- Text for analysis:

:::

Trillions of microorganisms inhabit your gastrointestinal tract, including health-promoting microbes and harmful strains of bacteria, yeast, and parasites. Your gut microbiome is the unique composition of microorganisms in your GI tract, including beneficial microbes and harmful ones. Without enough beneficial microbes or probiotics, your gut can become overrun by harmful microorganisms. Luckily, there are ways you can promote the growth of good bacteria and support a healthy microbial balance.
1. Take Probiotic Supplements
Antibiotics kill both good and bad bacteria indiscriminately, which can disrupt the ability of good bacteria to counter the bad. On the other hand, probiotics have been shown in studies to prevent antibiotic-associated diarrhea in patients of all ages. Probiotic supplements contain live probiotic strains in concentrations typically ranging from 5 to 50 billion colony-forming units (CFUs) per dose. Look for a probiotic supplement containing more than one microbial strain.
2. Add Fermented Foods to Your Diet
Fermented foods like kimchi, sauerkraut, and tempeh are natural sources of probiotics. They also contain prebiotics, fibers that beneficial gut bacteria feed on. Eating fermented foods helps improve the long-term colonization of good microbes, and they’re a healthy source of micronutrients. Try adding fermented drinks to your diet, too, such as kefir or kombucha.

:::

- Records shown:
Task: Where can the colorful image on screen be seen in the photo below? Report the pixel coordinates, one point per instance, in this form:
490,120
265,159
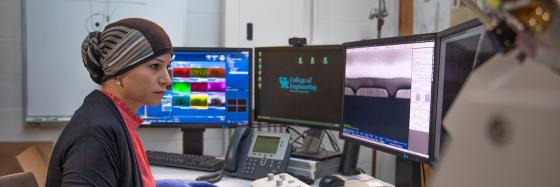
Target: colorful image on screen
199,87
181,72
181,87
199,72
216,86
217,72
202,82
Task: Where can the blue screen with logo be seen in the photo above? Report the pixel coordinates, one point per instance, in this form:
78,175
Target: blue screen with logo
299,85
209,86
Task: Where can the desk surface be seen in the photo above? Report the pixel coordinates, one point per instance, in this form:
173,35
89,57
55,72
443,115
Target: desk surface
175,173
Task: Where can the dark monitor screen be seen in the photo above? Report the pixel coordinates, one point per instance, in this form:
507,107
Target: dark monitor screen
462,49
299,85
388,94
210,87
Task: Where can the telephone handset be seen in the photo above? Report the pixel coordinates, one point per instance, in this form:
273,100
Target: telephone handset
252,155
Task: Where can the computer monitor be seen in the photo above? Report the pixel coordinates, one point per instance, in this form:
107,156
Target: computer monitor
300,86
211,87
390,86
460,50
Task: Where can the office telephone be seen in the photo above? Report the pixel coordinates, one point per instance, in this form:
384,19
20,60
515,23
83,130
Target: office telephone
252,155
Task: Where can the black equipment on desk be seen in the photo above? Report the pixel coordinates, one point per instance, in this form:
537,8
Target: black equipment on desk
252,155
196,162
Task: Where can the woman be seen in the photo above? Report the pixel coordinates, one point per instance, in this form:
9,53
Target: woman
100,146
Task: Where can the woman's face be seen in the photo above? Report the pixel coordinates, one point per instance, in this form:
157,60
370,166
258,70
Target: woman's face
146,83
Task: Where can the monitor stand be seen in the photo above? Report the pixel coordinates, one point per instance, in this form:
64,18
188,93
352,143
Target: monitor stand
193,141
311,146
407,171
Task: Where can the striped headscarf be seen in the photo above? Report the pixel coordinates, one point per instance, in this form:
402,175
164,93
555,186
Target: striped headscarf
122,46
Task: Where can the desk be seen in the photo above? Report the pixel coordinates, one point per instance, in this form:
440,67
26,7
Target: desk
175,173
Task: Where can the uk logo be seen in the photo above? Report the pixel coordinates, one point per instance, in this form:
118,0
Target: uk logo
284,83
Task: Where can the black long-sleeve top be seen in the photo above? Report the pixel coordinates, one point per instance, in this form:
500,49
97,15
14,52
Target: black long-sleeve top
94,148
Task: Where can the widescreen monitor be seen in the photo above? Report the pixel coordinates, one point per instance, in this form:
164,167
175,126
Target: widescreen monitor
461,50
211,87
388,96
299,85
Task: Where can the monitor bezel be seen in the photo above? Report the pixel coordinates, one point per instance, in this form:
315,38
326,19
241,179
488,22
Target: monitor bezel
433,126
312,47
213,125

:::

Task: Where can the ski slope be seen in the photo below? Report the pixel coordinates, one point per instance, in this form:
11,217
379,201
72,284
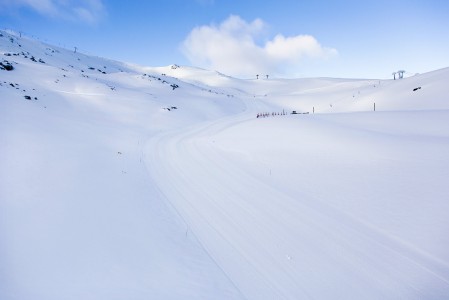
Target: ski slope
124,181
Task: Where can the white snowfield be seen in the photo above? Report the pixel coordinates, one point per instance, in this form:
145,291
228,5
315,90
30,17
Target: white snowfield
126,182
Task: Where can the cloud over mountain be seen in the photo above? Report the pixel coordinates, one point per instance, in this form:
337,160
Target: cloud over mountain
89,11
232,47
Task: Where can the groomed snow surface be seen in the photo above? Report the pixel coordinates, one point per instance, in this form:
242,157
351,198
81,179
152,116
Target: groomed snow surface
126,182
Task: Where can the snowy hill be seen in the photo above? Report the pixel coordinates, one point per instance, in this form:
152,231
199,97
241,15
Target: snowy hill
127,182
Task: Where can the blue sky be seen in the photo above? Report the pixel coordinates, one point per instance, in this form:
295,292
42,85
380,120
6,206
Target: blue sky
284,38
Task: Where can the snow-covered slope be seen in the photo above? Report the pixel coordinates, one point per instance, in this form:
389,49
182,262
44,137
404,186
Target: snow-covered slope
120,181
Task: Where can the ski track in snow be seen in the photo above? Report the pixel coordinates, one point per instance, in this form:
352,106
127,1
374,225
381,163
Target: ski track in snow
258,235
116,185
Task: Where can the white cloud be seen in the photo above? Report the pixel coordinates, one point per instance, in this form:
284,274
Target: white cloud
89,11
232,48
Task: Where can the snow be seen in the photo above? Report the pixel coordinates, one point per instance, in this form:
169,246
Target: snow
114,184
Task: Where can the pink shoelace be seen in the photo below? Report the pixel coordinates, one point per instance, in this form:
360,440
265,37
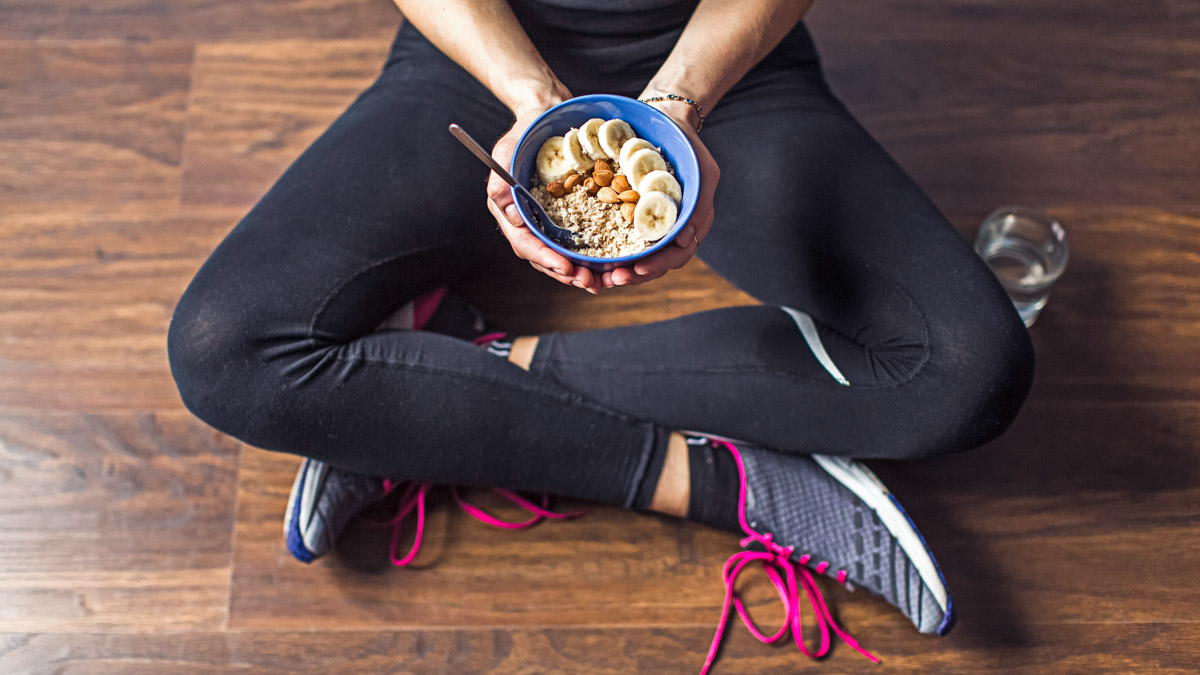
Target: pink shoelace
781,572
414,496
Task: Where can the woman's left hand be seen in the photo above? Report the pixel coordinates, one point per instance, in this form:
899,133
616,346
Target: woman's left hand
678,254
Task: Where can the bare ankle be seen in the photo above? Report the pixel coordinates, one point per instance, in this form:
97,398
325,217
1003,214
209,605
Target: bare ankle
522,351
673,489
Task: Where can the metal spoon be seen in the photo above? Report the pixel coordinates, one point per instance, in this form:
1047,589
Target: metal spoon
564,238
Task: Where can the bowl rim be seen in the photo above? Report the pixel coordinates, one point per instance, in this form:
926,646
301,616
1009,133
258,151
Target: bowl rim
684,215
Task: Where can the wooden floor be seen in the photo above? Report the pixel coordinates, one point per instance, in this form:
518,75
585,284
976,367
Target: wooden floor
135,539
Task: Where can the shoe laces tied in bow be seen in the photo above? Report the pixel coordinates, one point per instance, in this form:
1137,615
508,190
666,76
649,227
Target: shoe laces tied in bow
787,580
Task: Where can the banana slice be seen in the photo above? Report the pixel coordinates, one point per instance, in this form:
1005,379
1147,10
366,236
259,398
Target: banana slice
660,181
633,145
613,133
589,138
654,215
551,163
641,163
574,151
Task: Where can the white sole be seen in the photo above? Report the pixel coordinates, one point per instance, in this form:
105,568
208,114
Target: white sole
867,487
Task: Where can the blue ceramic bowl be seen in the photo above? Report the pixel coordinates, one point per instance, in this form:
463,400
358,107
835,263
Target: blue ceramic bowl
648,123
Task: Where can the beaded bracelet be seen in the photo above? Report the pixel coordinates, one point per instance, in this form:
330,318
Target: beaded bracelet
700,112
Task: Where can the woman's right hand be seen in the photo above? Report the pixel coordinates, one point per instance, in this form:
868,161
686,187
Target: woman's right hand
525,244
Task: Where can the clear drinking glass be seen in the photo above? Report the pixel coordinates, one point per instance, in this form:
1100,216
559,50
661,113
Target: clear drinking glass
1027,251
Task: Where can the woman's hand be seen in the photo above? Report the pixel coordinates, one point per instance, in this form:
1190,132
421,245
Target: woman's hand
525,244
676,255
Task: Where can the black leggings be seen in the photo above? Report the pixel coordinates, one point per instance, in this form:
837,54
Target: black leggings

:::

- Work request 1:
Which fermented foods and drinks does the gut microbiome text name?
- Work request 2:
Continue the gut microbiome text from where it stops.

- Exercise result 1:
kimchi, sauerkraut, tempeh, kefir, kombucha

- Exercise result 2:
3. Balance Stress Using Relaxation Techniques
The gut is sometimes called a “second brain;” over 100 nerve cells in the gut lining communicate with the rest of the nervous system by releasing hormones. Mental or emotional stress can trigger your gut to release stress hormones, putting you in “fight or flight” mode. When your nervous system remains in this imbalanced state, it upsets the gut’s microbiome balance and favors harmful pathogens’ growth.
Luckily, you can counter stress with relaxation techniques. Try progressive muscle relaxation, deep breathing exercises, or yoga. Journal writing, listening to music, and making time for hobbies you enjoy are also good stress management techniques.
4. Exercise Regularly
Beyond your diet and stress levels, the amount of physical activity you get also affects your gut’s composition. Beneficial gut microbes play a role in the synthesis of lactic acid, which the body creates as a byproduct of muscle training. High-performing athletes are shown to have more diverse gut microbiota compositions, as well as a better balance of good over bad microorganisms. Non-athletes who exercise moderately but on a regular basis can also benefit from better gut microbiome health.
Improving Gut Flora Balance
By eating more fermented foods, supplementing with probiotics, and countering stress, you can improve the makeup of your gut microbiome. By balancing your gut with good microbes, you can lower your risk for certain diseases, reverse digestive ailments and improve nutrient assimilation from food.